WHAT IS NEEDED: Could you restate the entries below word for word?

(Natural language region descriptions)

- - - -

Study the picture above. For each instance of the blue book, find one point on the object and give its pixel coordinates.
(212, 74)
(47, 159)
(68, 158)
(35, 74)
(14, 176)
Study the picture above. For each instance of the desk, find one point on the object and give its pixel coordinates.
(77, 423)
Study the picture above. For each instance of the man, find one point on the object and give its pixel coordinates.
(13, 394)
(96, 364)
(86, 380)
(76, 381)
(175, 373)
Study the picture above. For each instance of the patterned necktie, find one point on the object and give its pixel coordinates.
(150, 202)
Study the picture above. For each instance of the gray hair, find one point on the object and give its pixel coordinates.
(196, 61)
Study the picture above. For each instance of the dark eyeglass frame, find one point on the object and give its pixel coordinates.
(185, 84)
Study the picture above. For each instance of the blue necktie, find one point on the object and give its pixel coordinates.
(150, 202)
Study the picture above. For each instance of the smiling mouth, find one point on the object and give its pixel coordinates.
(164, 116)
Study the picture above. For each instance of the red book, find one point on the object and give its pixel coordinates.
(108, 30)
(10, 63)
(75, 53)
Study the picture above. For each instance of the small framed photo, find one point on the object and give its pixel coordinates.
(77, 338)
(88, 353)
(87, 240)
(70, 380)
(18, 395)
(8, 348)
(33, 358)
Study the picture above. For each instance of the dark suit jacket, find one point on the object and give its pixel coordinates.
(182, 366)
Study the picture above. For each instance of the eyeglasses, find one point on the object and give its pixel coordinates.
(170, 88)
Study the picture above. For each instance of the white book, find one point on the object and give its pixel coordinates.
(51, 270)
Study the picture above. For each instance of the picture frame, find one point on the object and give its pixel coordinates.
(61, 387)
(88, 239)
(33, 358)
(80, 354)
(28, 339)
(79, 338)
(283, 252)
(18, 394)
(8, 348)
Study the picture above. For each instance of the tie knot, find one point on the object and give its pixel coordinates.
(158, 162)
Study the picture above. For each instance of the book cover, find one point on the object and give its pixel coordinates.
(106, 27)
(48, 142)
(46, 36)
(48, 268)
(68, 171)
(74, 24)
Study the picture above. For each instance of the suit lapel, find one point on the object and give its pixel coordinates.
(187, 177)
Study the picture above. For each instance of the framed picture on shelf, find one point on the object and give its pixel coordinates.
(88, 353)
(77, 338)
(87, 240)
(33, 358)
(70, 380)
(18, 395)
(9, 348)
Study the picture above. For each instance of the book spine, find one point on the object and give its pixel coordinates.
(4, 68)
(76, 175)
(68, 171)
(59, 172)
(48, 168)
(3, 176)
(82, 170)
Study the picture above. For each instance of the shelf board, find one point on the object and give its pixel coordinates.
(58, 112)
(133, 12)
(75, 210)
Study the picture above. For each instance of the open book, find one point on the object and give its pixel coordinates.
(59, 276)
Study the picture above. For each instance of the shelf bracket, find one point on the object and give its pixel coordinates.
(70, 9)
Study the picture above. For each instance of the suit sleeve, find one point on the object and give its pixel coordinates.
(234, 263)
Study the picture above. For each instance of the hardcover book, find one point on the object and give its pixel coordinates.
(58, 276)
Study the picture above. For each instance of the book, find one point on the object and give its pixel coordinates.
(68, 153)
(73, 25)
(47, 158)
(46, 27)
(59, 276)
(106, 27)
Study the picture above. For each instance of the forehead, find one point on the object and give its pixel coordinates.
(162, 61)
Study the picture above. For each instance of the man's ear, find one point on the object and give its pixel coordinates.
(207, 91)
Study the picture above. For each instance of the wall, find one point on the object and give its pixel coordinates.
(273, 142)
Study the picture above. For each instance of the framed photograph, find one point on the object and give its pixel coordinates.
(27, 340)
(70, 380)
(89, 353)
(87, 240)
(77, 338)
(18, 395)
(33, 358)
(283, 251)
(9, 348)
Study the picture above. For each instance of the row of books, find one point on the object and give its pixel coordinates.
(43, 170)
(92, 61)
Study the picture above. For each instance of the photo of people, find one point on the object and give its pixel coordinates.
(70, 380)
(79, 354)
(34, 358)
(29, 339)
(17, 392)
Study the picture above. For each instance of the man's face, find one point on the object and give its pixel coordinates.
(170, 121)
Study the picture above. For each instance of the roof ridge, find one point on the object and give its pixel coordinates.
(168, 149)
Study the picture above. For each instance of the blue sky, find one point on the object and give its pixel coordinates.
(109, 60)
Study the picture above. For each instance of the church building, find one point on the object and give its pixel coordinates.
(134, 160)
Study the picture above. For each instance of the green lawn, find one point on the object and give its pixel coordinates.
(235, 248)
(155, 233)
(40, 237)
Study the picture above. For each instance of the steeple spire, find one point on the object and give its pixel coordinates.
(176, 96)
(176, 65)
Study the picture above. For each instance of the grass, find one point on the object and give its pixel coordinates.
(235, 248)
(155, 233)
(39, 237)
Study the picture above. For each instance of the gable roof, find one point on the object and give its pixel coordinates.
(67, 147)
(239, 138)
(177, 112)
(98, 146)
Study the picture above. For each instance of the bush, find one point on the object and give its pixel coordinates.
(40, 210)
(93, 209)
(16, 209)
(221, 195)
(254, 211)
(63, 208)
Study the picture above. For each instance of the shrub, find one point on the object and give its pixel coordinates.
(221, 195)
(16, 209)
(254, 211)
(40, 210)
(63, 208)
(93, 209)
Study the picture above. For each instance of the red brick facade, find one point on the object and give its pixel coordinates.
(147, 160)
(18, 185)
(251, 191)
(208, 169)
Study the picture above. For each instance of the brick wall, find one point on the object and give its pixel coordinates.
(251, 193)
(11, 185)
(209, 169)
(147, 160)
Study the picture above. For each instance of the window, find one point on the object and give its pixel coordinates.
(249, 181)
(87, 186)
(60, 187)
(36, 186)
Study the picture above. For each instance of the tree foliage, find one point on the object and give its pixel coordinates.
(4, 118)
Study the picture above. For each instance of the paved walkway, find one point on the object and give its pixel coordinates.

- - - -

REPLY TO THE TASK:
Study the picture above. For each instance of the blue book, find one point on the object and give its pixel coordinates.
(212, 74)
(47, 159)
(68, 158)
(35, 74)
(14, 176)
Study the picture above. For each instance of the desk, find one point on the object and give its pixel coordinates.
(77, 423)
Study the picture above. For each instance of the man, find one point on the object and give its pixel coordinates.
(13, 394)
(96, 364)
(86, 380)
(76, 381)
(175, 373)
Study the picture above. For each instance of the patterned necktie, find one point on the object and give its pixel coordinates.
(150, 202)
Study the picture above. For each instance of the gray hair, find one point on the object and give its pixel coordinates.
(196, 61)
Study the picture above. For each instance of the dark eyeglass frame, find one point on the object and give its pixel coordinates.
(185, 84)
Study the picture above. For each instance of the blue necktie, find one point on the object and give its pixel coordinates.
(150, 202)
Study the picture above. For each instance of the smiling mouth, find one point on the object and give its pixel coordinates.
(164, 116)
Study the picture above. For each instance of the red book, find one point on the object and give its pixel coordinates.
(108, 30)
(10, 63)
(75, 53)
Study the picture above. For each instance of the small framed photo, find one point on the object and give its pixel coordinates.
(77, 338)
(88, 353)
(87, 240)
(70, 380)
(18, 395)
(8, 348)
(33, 358)
Study the picture above. For each instance of the dark suit jacket, find one point on the object and give its pixel coordinates.
(182, 366)
Study the picture above. For each instance of the eyeglasses, find one point on the object and give its pixel coordinates.
(170, 88)
Study the picture above. For each instance of the white book, find one point on the object and give its pixel coordinates.
(51, 270)
Study the picture above. For each instance of the picture frame, find one point on the object and give its pixel coordinates.
(61, 387)
(88, 239)
(33, 358)
(80, 354)
(28, 339)
(79, 338)
(283, 252)
(18, 394)
(8, 348)
Study the picture above. For each instance of the tie knot, find one point on the object and give its pixel coordinates.
(158, 162)
Study the picture above. For each instance of the book cover, find one point on the object and give its pixel coordinates.
(106, 27)
(48, 142)
(46, 36)
(48, 268)
(68, 171)
(74, 24)
Study the picture above. For each instance of the suit lapel, find one point on the object and give its pixel coordinates.
(187, 177)
Study the picture above. For each instance of the framed picture on shelf, find one point on the object and give its pixel coordinates.
(88, 353)
(77, 338)
(87, 240)
(33, 358)
(70, 380)
(18, 395)
(9, 348)
Study the picture above. For each instance of the book spine, find one point on the object and give its pixel coordinates.
(4, 68)
(76, 175)
(68, 171)
(59, 172)
(48, 168)
(3, 176)
(82, 170)
Study the picture above. For each instance of the shelf board, find one point on the object and give its pixel coordinates.
(58, 112)
(133, 12)
(75, 210)
Study the picture above. For each instance of the open book, find one point on the object and give its pixel coordinates.
(59, 276)
Study the picture above. For each instance of the shelf bracket, find one point on the object and give its pixel coordinates.
(70, 9)
Study the picture above. For each instance of the suit sleeve, find one point on the object and give its pixel coordinates.
(234, 263)
Study the picture above. For each instance of the hardcover book, find one point on the object and give its pixel coordinates.
(58, 276)
Study the picture above. For each instance of the book, find one point on the object and give its pixel coordinates.
(68, 153)
(73, 25)
(47, 158)
(46, 27)
(59, 276)
(106, 27)
Study the picture above. For each instance of the forehead, find one point on the object and give its pixel coordinates.
(162, 61)
Study the picture above. For each instance of the man's ear, find one point on the object and give its pixel coordinates.
(207, 91)
Study the picture above. For each instance of the wall, find one point on the object and give its pixel coordinates.
(273, 142)
Study the picture above. For each instance of the framed photograph, find one point on the object and give its pixel coordinates.
(27, 340)
(70, 380)
(89, 353)
(87, 240)
(77, 338)
(18, 395)
(33, 358)
(283, 251)
(9, 348)
Study the picture above. For each instance of the row of books, find one point on the object and give its pixel coordinates.
(43, 170)
(92, 61)
Study the picture above. For each instance of the photo of people, find one point on the object and give its pixel coordinates.
(70, 380)
(79, 354)
(34, 358)
(29, 339)
(17, 392)
Study the picture above. For each instance of the man's face, find one point on the object and give its pixel coordinates.
(170, 121)
Study the picture above. For each instance of the roof ridge, find one point on the object and give its pixel coordinates.
(168, 149)
Study the picture above. For each instance of the blue sky, find one point on the object and give its pixel coordinates.
(109, 60)
Study the picture above. For each instance of the church building, find one point on the object and give its pixel coordinates.
(134, 160)
Study the picture above. For each instance of the green lawn, find one point on the object and give its pixel coordinates.
(235, 248)
(155, 233)
(40, 237)
Study the picture above. For each instance of the steeple spire, find one point on the object and give its pixel coordinates.
(176, 96)
(176, 65)
Study the picture above. For each instance of the grass, find one point on the object and give its pixel coordinates.
(235, 248)
(155, 233)
(39, 237)
Study the picture above. For each instance of the gable roof, find one point on the object and give its pixel coordinates.
(67, 147)
(239, 138)
(177, 112)
(98, 146)
Study the picture above. For each instance of the bush, find one point on the object and give its pixel coordinates.
(40, 210)
(93, 209)
(16, 209)
(221, 195)
(254, 211)
(63, 208)
Study the picture above. For each instance of the shrub, find one point on the object and give its pixel coordinates.
(221, 195)
(16, 209)
(254, 211)
(40, 210)
(63, 208)
(93, 209)
Study the picture above. For each instance of the red brick facade, find one point on the object and give its pixel coordinates.
(147, 160)
(18, 185)
(251, 191)
(208, 169)
Study the picture above. For each instance of the brick wall, find one point on the object and give its pixel coordinates.
(251, 193)
(11, 185)
(209, 169)
(147, 160)
Study the picture above. For each instance of the window, find one point on the object and give its pixel coordinates.
(249, 181)
(87, 186)
(60, 187)
(36, 186)
Study the picture above. For each instance of the tree foliage, find one point on the object and give its pixel coordinates.
(4, 118)
Study the picture above. For each instance of the paved walkway, find one point on the object and give its pixel coordinates.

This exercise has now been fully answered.